─── Trecho selecionado

Tive a ideia da série em fevereiro. Por questões orçamentárias, ela só foi aprovada no final de maio. Então, foi uma correria para escrever, viajar, voltar e a equipe editar tudo a tempo. Quando chegamos na Tunísia, parecia que a população estava meio maluca, a maioria não usava máscara. Ficamos lá por 15 dias. Quando fomos embora, começaram os protestos contra o descaso do governo. E em julho a Covid piorou muito no país. Se tivéssemos ido dias depois, não teríamos conseguido gravar lá. Talvez, nem entrar no país, que é fascinante e tem problemas muito parecidos com os do Brasil: desemprego, desindustrialização, uma certa frustração com a democracia que leva muita gente a buscar uma via mais autoritária. Os atuais acontecimentos no Afeganistão, com a retomada do Talibã, também foram incluídos na série. Eu adoraria voltar a esse país agora, mas não havia tempo hábil. Está nos meus planos fazer uma segunda série, continuando com esse tema ou avançando para outros. (leia mais abaixo)
A seu ver, como o atentado de 11 de setembro de 2001 ainda afeta o mundo?

──────

* Tarefas *
1. Segundo o trecho sobre a série, quantos dias a equipe passou na Tunísia?
2. Liste os problemas que, de acordo com o trecho sobre a série, a Tunísia tem em comum com o Brasil.
3. Prossiga com o trecho sobre a série a partir do ponto em que ele termina.

─── Os dados

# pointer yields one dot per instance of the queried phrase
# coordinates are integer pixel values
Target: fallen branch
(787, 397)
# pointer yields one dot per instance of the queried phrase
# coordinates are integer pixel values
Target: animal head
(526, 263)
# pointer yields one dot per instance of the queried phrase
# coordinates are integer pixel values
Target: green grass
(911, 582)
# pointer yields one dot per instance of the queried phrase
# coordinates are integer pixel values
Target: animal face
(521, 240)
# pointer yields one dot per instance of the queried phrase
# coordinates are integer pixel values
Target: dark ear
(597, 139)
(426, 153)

──────
─── Os dados

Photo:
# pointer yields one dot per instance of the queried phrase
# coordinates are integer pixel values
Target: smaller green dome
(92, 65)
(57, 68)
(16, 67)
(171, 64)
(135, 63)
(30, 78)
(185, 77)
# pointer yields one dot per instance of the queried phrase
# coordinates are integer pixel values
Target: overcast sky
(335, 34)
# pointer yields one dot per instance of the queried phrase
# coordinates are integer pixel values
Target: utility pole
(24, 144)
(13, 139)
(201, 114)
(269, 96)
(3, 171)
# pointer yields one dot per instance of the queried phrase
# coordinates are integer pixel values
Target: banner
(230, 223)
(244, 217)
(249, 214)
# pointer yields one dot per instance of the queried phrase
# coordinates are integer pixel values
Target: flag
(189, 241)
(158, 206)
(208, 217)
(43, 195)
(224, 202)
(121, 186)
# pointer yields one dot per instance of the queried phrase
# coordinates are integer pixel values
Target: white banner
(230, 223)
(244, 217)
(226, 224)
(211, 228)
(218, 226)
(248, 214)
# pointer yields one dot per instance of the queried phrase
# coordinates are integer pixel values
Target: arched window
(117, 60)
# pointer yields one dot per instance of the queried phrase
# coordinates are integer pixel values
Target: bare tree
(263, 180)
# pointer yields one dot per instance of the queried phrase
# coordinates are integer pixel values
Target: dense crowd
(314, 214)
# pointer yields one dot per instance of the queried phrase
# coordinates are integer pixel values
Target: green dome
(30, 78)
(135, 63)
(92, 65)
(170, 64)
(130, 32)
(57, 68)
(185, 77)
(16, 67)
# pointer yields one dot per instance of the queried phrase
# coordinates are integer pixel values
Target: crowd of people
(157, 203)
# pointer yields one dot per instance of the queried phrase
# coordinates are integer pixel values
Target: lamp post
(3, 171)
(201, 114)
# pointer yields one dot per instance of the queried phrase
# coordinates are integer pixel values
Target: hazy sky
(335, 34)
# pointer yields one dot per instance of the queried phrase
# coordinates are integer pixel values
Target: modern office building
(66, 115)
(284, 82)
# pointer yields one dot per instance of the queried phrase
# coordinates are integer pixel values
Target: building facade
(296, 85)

──────

* Respostas do exercício *
1. 15 dias.

2. Desemprego, desindustrialização e uma certa frustração com a democracia que leva muita gente a buscar uma via mais autoritária.

3.
O terrorismo, obviamente, já existia, antes de 2001. Mas os atentados levaram essa questão à primeira página dos jornais. Como os americanos invadiram o Afeganistão e logo depois entraram no Iraque, de certa maneira, eles sacudiram o pano vermelho na frente do touro. Atiçaram em muitos jovens radicais a vontade de lutar contra o Ocidente. O terrorismo cresceu de várias formas. Na Europa, atentados em sequência. Em aeroportos, os protocolos de embarque ficaram muito mais rígidos depois do 11 de setembro. Agora, o triunfo do Talibã impulsiona a mensagem de vitória da violência em detrimento à democracia. E a gente tem visto a democracia atacada em muitos outros países: Hungria, Polônia, Grã-Bretanha e o próprio Brasil. Sem falar que a China de hoje é pior que a de 2001 na questão falta de liberdade. Tudo isso tem uma certa consequência do radicalismo de 20 anos atrás. (leia mais abaixo)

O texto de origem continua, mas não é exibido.